# [Work task]
Copy every entry exactly.

# [Input data]
-=-=-

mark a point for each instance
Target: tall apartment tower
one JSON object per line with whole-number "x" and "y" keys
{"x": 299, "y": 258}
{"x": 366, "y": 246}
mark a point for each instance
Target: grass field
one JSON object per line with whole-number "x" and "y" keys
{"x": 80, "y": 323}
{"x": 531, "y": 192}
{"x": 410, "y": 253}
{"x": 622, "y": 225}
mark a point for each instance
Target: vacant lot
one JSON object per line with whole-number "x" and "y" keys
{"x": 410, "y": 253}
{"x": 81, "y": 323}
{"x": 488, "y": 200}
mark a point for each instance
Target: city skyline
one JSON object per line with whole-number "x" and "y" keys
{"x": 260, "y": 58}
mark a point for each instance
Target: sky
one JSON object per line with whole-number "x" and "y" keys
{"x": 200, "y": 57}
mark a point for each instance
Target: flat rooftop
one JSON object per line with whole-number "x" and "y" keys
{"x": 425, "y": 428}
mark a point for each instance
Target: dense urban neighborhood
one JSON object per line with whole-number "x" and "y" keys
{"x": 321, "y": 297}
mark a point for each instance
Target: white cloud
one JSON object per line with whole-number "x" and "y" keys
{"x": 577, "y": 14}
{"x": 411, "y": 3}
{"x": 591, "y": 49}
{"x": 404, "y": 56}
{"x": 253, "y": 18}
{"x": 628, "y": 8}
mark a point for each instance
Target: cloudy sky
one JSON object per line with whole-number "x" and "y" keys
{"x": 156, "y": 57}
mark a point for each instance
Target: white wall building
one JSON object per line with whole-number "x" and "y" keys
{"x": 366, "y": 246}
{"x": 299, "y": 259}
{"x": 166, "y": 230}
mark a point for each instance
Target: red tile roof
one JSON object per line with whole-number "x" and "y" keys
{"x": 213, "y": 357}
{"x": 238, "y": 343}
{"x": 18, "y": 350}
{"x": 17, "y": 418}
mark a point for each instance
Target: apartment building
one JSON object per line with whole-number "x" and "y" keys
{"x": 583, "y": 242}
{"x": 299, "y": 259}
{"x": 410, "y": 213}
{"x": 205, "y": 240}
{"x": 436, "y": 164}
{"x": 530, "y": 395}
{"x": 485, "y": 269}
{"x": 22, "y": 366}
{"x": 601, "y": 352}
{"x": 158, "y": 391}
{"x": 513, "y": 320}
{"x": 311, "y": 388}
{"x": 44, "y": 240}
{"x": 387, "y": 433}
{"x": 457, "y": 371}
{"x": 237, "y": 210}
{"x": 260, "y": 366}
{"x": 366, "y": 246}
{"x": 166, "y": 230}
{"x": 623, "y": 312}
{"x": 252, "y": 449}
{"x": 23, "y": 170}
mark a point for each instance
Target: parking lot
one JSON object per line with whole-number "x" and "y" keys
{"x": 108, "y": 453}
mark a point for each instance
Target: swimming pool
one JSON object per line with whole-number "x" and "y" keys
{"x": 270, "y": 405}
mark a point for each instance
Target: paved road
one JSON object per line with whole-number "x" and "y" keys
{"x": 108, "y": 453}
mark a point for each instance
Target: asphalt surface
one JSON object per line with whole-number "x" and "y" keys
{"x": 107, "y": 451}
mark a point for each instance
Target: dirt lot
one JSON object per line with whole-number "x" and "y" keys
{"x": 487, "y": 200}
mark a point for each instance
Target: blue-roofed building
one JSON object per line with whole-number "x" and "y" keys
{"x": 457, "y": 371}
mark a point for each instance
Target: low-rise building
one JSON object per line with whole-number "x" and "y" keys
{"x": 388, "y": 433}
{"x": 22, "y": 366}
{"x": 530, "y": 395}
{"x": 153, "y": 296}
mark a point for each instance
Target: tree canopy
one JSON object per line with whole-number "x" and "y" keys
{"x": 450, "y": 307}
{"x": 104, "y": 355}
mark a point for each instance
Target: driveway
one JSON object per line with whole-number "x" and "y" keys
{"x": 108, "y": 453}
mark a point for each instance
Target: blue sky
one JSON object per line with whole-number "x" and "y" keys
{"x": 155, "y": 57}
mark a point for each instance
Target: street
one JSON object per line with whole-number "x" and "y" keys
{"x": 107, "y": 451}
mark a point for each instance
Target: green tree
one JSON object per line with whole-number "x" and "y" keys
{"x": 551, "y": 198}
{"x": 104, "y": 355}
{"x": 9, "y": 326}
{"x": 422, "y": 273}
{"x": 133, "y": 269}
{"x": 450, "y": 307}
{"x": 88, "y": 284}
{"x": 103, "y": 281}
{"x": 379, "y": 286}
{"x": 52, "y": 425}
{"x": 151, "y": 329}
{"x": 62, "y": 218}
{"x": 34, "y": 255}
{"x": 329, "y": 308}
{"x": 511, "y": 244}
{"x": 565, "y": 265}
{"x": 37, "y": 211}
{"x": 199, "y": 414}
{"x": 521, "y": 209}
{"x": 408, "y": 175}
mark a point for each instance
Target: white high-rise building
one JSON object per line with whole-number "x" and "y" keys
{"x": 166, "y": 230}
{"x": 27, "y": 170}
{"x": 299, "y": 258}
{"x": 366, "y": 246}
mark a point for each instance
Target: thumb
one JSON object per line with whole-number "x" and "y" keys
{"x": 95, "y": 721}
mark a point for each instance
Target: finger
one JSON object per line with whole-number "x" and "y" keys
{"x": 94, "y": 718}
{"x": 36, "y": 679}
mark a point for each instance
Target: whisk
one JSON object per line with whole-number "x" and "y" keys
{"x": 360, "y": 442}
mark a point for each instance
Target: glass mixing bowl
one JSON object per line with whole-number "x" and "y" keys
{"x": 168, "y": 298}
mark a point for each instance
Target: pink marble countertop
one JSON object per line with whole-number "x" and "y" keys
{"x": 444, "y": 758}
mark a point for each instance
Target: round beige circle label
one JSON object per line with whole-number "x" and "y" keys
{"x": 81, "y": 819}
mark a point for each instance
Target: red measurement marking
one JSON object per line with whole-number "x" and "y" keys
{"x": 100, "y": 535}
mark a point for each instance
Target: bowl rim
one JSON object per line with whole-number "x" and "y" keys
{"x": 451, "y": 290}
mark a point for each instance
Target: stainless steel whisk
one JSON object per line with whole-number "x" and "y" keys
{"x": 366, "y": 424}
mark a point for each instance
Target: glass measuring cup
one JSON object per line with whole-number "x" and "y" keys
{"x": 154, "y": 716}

-=-=-

# [Your solution]
mark a point for each instance
Target: tall apartment tower
one JSON object per line with whole-number "x" and "y" keys
{"x": 299, "y": 258}
{"x": 366, "y": 246}
mark a point for each instance
Target: grass field
one JSON object per line with whole-number "x" and "y" keys
{"x": 80, "y": 323}
{"x": 531, "y": 192}
{"x": 410, "y": 253}
{"x": 622, "y": 225}
mark a point for each instance
Target: vacant lot
one JSON object per line with whole-number "x" and "y" keys
{"x": 410, "y": 253}
{"x": 81, "y": 323}
{"x": 488, "y": 200}
mark a point for each instance
Target: city skyline
one JSON object per line with whole-number "x" and "y" keys
{"x": 260, "y": 58}
mark a point for each instance
Target: sky
one JSON object per line with whole-number "x" and "y" keys
{"x": 200, "y": 57}
mark a point for each instance
Target: flat rooftop
one JSON object per line with whole-number "x" and "y" keys
{"x": 425, "y": 428}
mark a point for each instance
Target: dense urban neighborhood
one JSON object per line with whole-number "x" and "y" keys
{"x": 321, "y": 297}
mark a point for each instance
Target: white cloud
one JSON object per line with whole-number "x" and "y" keys
{"x": 577, "y": 14}
{"x": 411, "y": 3}
{"x": 591, "y": 49}
{"x": 404, "y": 56}
{"x": 253, "y": 18}
{"x": 628, "y": 8}
mark a point for each instance
Target: cloudy sky
one JSON object per line with whole-number "x" and "y" keys
{"x": 156, "y": 57}
mark a point for each instance
Target: white wall building
one JSON object per line with whole-number "x" and "y" keys
{"x": 366, "y": 246}
{"x": 299, "y": 259}
{"x": 166, "y": 230}
mark a point for each instance
Target: red tile roof
one JSON object per line with whole-number "x" and "y" keys
{"x": 213, "y": 357}
{"x": 238, "y": 343}
{"x": 18, "y": 350}
{"x": 17, "y": 418}
mark a point for each instance
Target: apartment building
one JSON object per line with whole-number "x" and "y" keys
{"x": 583, "y": 242}
{"x": 299, "y": 259}
{"x": 410, "y": 213}
{"x": 205, "y": 240}
{"x": 436, "y": 164}
{"x": 530, "y": 395}
{"x": 485, "y": 269}
{"x": 22, "y": 366}
{"x": 601, "y": 352}
{"x": 158, "y": 391}
{"x": 513, "y": 320}
{"x": 311, "y": 388}
{"x": 44, "y": 240}
{"x": 387, "y": 433}
{"x": 457, "y": 371}
{"x": 237, "y": 210}
{"x": 260, "y": 366}
{"x": 366, "y": 246}
{"x": 166, "y": 230}
{"x": 623, "y": 312}
{"x": 252, "y": 449}
{"x": 23, "y": 170}
mark a point for each instance
Target: parking lot
one JSON object per line with whole-number "x" and "y" keys
{"x": 108, "y": 453}
mark a point for each instance
Target: swimming pool
one JSON object per line with whole-number "x" and "y" keys
{"x": 270, "y": 405}
mark a point for each instance
Target: paved road
one JSON object per line with whole-number "x" and "y" keys
{"x": 108, "y": 453}
mark a point for each instance
Target: asphalt surface
one JSON object per line with whole-number "x" and "y" keys
{"x": 107, "y": 451}
mark a point for each instance
Target: dirt lot
one JSON object per line with whole-number "x" and "y" keys
{"x": 487, "y": 200}
mark a point for each instance
Target: blue-roofed building
one JSON object per line with whole-number "x" and "y" keys
{"x": 457, "y": 371}
mark a point for each instance
Target: low-rise building
one JSON object per line with whole-number "x" and "y" keys
{"x": 388, "y": 433}
{"x": 22, "y": 366}
{"x": 530, "y": 395}
{"x": 153, "y": 296}
mark a point for each instance
Target: tree canopy
one JSON object per line with whole-number "x" and "y" keys
{"x": 450, "y": 307}
{"x": 104, "y": 355}
mark a point for each instance
Target: driveway
one JSON object per line with whole-number "x" and "y" keys
{"x": 108, "y": 453}
mark a point for each instance
Target: blue sky
one JSON object per line with whole-number "x" and "y" keys
{"x": 155, "y": 57}
mark a point for each instance
Target: street
one JSON object per line with whole-number "x" and "y" keys
{"x": 107, "y": 451}
mark a point for each instance
Target: green tree
one JSON object per line with whole-number "x" and "y" keys
{"x": 551, "y": 198}
{"x": 104, "y": 355}
{"x": 9, "y": 326}
{"x": 422, "y": 273}
{"x": 133, "y": 269}
{"x": 450, "y": 307}
{"x": 88, "y": 284}
{"x": 103, "y": 281}
{"x": 379, "y": 286}
{"x": 52, "y": 425}
{"x": 151, "y": 329}
{"x": 62, "y": 218}
{"x": 34, "y": 255}
{"x": 329, "y": 308}
{"x": 511, "y": 244}
{"x": 565, "y": 265}
{"x": 37, "y": 211}
{"x": 199, "y": 414}
{"x": 521, "y": 209}
{"x": 408, "y": 175}
mark a point for each instance
Target: white high-rise building
one JSON object per line with whole-number "x" and "y" keys
{"x": 166, "y": 230}
{"x": 27, "y": 170}
{"x": 299, "y": 258}
{"x": 366, "y": 246}
mark a point for each instance
Target: thumb
one JSON object per line with whole-number "x" and "y" keys
{"x": 95, "y": 721}
mark a point for each instance
Target: finger
one JSON object per line with whole-number "x" and "y" keys
{"x": 94, "y": 718}
{"x": 36, "y": 679}
mark a point for each instance
Target: whisk
one JSON object per line with whole-number "x" and "y" keys
{"x": 360, "y": 442}
mark a point for each instance
Target: glass mixing bowl
one JSON object per line with whole-number "x" and "y" keys
{"x": 168, "y": 298}
mark a point for each instance
Target: pink marble countertop
one JSON object per line with whole-number "x" and "y" keys
{"x": 444, "y": 758}
mark a point for each instance
Target: round beige circle label
one JSON object per line with whole-number "x" and "y" keys
{"x": 81, "y": 819}
mark a point for each instance
Target: red measurement marking
one JSON object per line with whole-number "x" and "y" keys
{"x": 100, "y": 535}
mark a point for each instance
Target: bowl rim
one JSON object per line with whole-number "x" and "y" keys
{"x": 451, "y": 290}
mark a point for each instance
Target: stainless steel whisk
one JSON object per line with whole-number "x" and "y" keys
{"x": 366, "y": 424}
mark a point for each instance
Target: glass measuring cup
one JSON object per line with whole-number "x" and "y" keys
{"x": 154, "y": 716}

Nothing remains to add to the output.